• _WHAT IS NEEDED_:
Copy the data below exactly, omitting any picture it contains.

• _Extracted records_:
◇ ◇ ◇ ◇ ◇ ◇ ◇

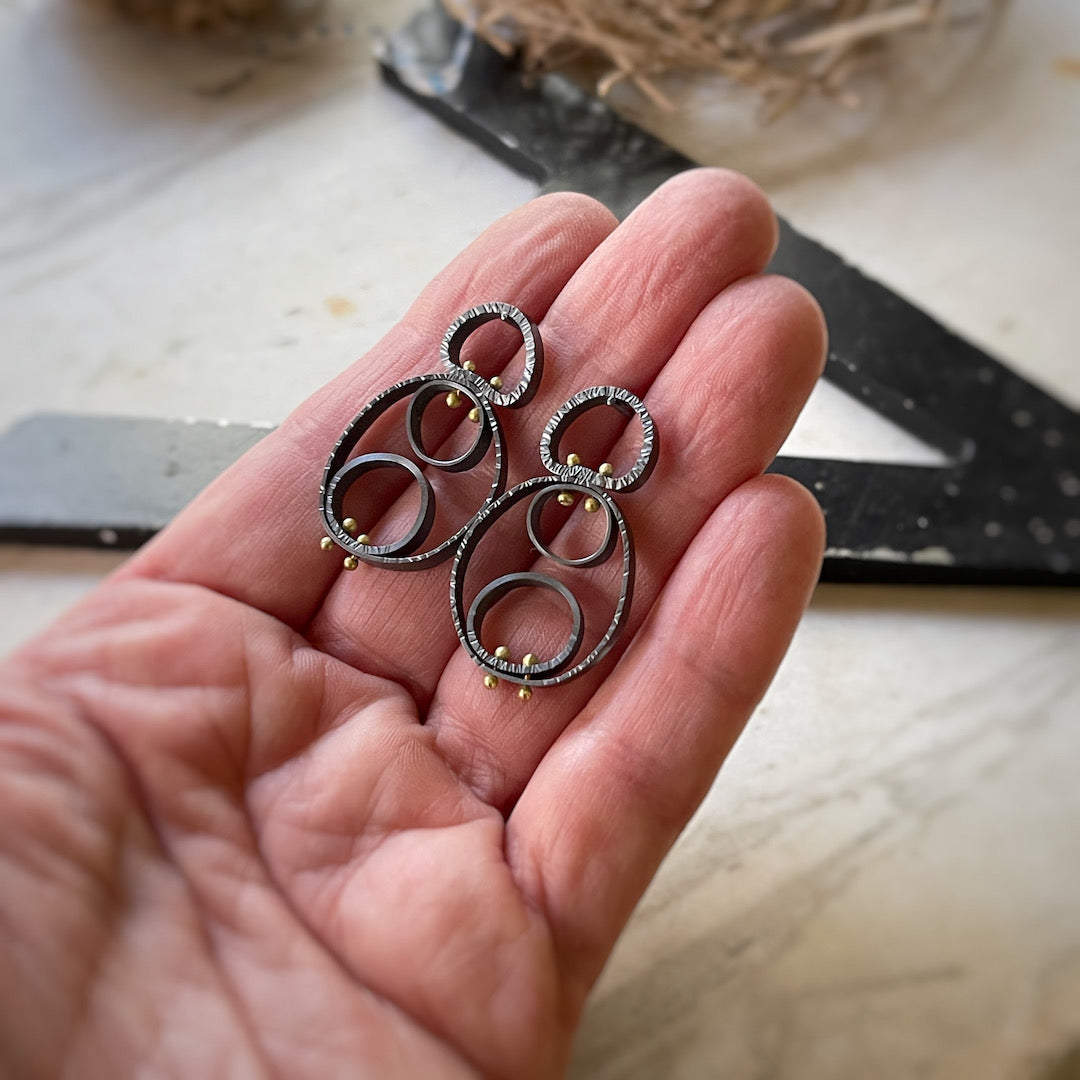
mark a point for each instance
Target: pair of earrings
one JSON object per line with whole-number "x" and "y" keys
{"x": 567, "y": 481}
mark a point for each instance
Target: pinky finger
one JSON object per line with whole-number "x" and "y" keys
{"x": 616, "y": 790}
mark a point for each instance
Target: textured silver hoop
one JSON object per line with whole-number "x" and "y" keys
{"x": 571, "y": 483}
{"x": 459, "y": 386}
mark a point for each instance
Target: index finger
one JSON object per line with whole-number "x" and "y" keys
{"x": 253, "y": 535}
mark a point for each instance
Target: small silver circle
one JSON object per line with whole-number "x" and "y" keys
{"x": 602, "y": 554}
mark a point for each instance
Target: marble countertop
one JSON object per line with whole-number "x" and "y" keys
{"x": 886, "y": 880}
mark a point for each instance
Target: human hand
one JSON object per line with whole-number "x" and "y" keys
{"x": 259, "y": 817}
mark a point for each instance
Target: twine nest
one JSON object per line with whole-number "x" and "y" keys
{"x": 780, "y": 49}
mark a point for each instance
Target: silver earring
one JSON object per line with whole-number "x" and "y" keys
{"x": 459, "y": 387}
{"x": 568, "y": 481}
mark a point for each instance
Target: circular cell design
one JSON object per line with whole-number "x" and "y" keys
{"x": 468, "y": 620}
{"x": 583, "y": 401}
{"x": 602, "y": 554}
{"x": 494, "y": 592}
{"x": 463, "y": 326}
{"x": 342, "y": 471}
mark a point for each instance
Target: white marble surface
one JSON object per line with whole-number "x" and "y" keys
{"x": 886, "y": 881}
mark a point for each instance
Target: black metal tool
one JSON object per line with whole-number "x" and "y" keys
{"x": 1004, "y": 510}
{"x": 108, "y": 482}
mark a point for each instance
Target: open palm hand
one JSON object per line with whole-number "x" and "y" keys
{"x": 259, "y": 818}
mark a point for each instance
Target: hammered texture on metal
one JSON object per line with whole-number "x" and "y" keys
{"x": 581, "y": 483}
{"x": 342, "y": 470}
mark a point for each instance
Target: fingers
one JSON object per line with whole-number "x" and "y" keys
{"x": 253, "y": 535}
{"x": 618, "y": 320}
{"x": 615, "y": 791}
{"x": 723, "y": 405}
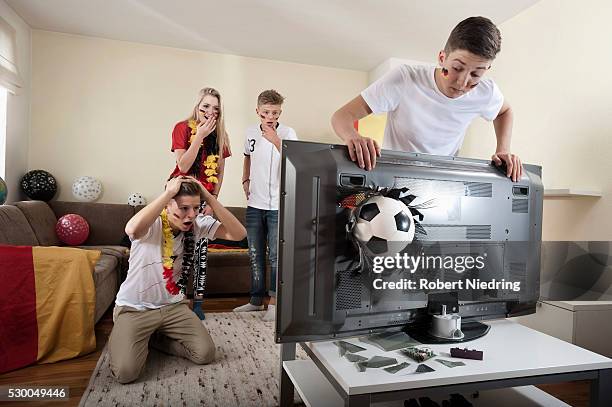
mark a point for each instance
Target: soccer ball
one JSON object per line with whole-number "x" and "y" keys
{"x": 86, "y": 189}
{"x": 384, "y": 225}
{"x": 136, "y": 199}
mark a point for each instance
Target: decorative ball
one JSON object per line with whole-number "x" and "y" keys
{"x": 3, "y": 191}
{"x": 72, "y": 229}
{"x": 86, "y": 189}
{"x": 385, "y": 225}
{"x": 39, "y": 185}
{"x": 136, "y": 199}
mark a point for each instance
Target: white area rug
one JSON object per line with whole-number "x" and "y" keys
{"x": 245, "y": 371}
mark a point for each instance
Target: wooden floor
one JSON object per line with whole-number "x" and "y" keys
{"x": 75, "y": 373}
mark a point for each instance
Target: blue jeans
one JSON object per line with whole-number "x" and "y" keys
{"x": 262, "y": 229}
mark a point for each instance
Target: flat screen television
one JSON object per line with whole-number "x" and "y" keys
{"x": 325, "y": 291}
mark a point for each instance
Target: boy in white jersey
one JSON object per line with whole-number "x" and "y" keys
{"x": 151, "y": 300}
{"x": 261, "y": 183}
{"x": 429, "y": 108}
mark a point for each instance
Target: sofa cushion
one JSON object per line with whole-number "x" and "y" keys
{"x": 42, "y": 221}
{"x": 106, "y": 221}
{"x": 14, "y": 227}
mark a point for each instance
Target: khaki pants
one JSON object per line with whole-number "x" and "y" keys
{"x": 177, "y": 329}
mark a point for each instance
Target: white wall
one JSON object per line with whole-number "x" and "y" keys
{"x": 555, "y": 70}
{"x": 18, "y": 109}
{"x": 106, "y": 108}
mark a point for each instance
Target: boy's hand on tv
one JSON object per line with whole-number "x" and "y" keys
{"x": 173, "y": 185}
{"x": 364, "y": 150}
{"x": 245, "y": 187}
{"x": 513, "y": 164}
{"x": 269, "y": 134}
{"x": 206, "y": 127}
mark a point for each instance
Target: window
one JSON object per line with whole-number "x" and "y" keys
{"x": 3, "y": 109}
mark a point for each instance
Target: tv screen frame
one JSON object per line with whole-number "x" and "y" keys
{"x": 311, "y": 236}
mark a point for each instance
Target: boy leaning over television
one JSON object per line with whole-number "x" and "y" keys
{"x": 429, "y": 108}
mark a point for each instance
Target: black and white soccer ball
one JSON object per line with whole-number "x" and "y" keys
{"x": 385, "y": 225}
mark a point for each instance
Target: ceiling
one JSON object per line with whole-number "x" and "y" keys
{"x": 353, "y": 34}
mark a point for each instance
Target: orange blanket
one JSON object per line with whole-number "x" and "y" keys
{"x": 47, "y": 301}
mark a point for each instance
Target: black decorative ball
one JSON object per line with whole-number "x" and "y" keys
{"x": 39, "y": 185}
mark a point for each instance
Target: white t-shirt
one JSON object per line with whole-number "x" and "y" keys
{"x": 420, "y": 117}
{"x": 145, "y": 286}
{"x": 265, "y": 166}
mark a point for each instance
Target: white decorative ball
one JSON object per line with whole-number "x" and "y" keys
{"x": 385, "y": 225}
{"x": 87, "y": 189}
{"x": 136, "y": 199}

◇ ◇ ◇ ◇ ◇ ◇ ◇

• _OUTPUT FOR THIS EXERCISE_:
mark a point for each instance
Target: pair of earrings
one JSON object per line with whole-number "x" and "y" keys
{"x": 567, "y": 481}
mark a point for each instance
Target: pinky finger
one JSON object per line with whole-number "x" and "y" keys
{"x": 616, "y": 790}
mark a point for each instance
Target: textured silver hoop
one JSON object per line with whole-number "x" and "y" keys
{"x": 571, "y": 483}
{"x": 459, "y": 386}
mark a point for each instance
Target: index finger
one JSON object per line with whole-number "x" and "y" keys
{"x": 253, "y": 535}
mark a point for each instance
Target: small silver circle
one JSON object per line with whole-number "x" and "y" keys
{"x": 602, "y": 554}
mark a point for each instance
Target: marble countertop
one JSON object per line with whole-number "x" and "y" keys
{"x": 886, "y": 880}
mark a point for each instance
Target: human hand
one JSON object per line with whole-number "x" and "y" keys
{"x": 259, "y": 817}
mark a point for each instance
Target: twine nest
one JSON object per line with whole-number "x" and "y" keys
{"x": 780, "y": 49}
mark a point for each instance
Target: silver earring
one JSON object per line with whole-number "x" and "y" keys
{"x": 459, "y": 387}
{"x": 568, "y": 481}
mark a point for each instance
Target: circular cell design
one JSON object per line with whole-number "x" and "y" keys
{"x": 468, "y": 620}
{"x": 583, "y": 401}
{"x": 602, "y": 554}
{"x": 494, "y": 592}
{"x": 463, "y": 326}
{"x": 342, "y": 471}
mark a point for each instance
Target: white marble surface
one JSON object per line with whole-number "x" and "y" keys
{"x": 886, "y": 881}
mark a point for each instance
Target: black metal tool
one JSON object per line with whole-number "x" and "y" keys
{"x": 1004, "y": 510}
{"x": 108, "y": 482}
mark a point for each instance
Target: open palm hand
one JSON object per line with whole-number "x" and "y" keys
{"x": 259, "y": 818}
mark a point for each instance
Target: hammered texture on metal
one JSON object per line with whole-number "x" and "y" keys
{"x": 581, "y": 483}
{"x": 342, "y": 470}
mark a point for each instance
Target: fingers
one JSON object per line with whole-number "x" and "y" keys
{"x": 253, "y": 535}
{"x": 618, "y": 320}
{"x": 615, "y": 791}
{"x": 723, "y": 405}
mark a point for each instance
Target: soccer ball
one JSON object per line with whole-number "x" and "y" keys
{"x": 86, "y": 189}
{"x": 384, "y": 225}
{"x": 136, "y": 199}
mark a point for each instance
Target: decorative ball
one JSON object per line with whole-number "x" and "y" keys
{"x": 3, "y": 191}
{"x": 72, "y": 229}
{"x": 86, "y": 189}
{"x": 385, "y": 225}
{"x": 39, "y": 185}
{"x": 136, "y": 199}
mark a point for each instance
Target: white area rug
one JSON object per line with whole-number "x" and "y" keys
{"x": 245, "y": 371}
mark a point for each instance
Target: wooden floor
one JSON object per line with whole-number "x" and "y" keys
{"x": 75, "y": 373}
mark a point for each instance
Target: blue jeans
one JSON object per line with whole-number "x" and "y" keys
{"x": 262, "y": 229}
mark a point for each instance
Target: flat screen television
one JSON object per line with whole-number "x" and "y" keys
{"x": 325, "y": 291}
mark a point for each instance
Target: boy in white jersey
one JSON object per line with whole-number "x" and "y" keys
{"x": 151, "y": 300}
{"x": 261, "y": 183}
{"x": 429, "y": 108}
mark a point for each instance
Target: sofa cushion
one JSON object per line with whole-number "x" and "y" keys
{"x": 42, "y": 221}
{"x": 106, "y": 221}
{"x": 14, "y": 227}
mark a point for each instance
Target: khaki pants
one JSON object per line with whole-number "x" and "y" keys
{"x": 177, "y": 329}
mark a point for each instance
Target: white wall
one JSON object per line with whole-number "x" and "y" keys
{"x": 555, "y": 70}
{"x": 18, "y": 109}
{"x": 106, "y": 108}
mark a point for each instance
Target: boy's hand on tv
one JSON object per line with whole-number "x" and "y" keys
{"x": 173, "y": 185}
{"x": 364, "y": 150}
{"x": 245, "y": 187}
{"x": 513, "y": 164}
{"x": 269, "y": 134}
{"x": 206, "y": 127}
mark a point for each instance
Target: window
one JSON object per line with whole-number "x" and "y" keys
{"x": 3, "y": 109}
mark a point for each instance
Target: tv screen frame
one JSON object per line with whole-number "x" and "y" keys
{"x": 311, "y": 236}
mark a point for each instance
Target: boy leaning over television
one JSON object per line with whole-number "x" and "y" keys
{"x": 429, "y": 108}
mark a point for each instance
Target: black and white soccer ball
one JSON object per line with whole-number "x" and "y" keys
{"x": 385, "y": 225}
mark a point for each instance
Target: ceiling
one JSON object per line with whole-number "x" and "y" keys
{"x": 353, "y": 34}
mark a point for each instance
Target: orange blanket
one JSON object per line with whole-number "x" and "y" keys
{"x": 47, "y": 301}
mark a point for each instance
Target: black decorative ball
one JSON object per line with whole-number "x" and "y" keys
{"x": 39, "y": 185}
mark a point for each instance
Target: white t-shirt
one JSON object per line with whole-number "x" and "y" keys
{"x": 420, "y": 117}
{"x": 145, "y": 286}
{"x": 265, "y": 166}
mark a point for each instance
Target: white decorative ball
one JSON object per line with whole-number "x" and "y" keys
{"x": 385, "y": 225}
{"x": 87, "y": 189}
{"x": 136, "y": 199}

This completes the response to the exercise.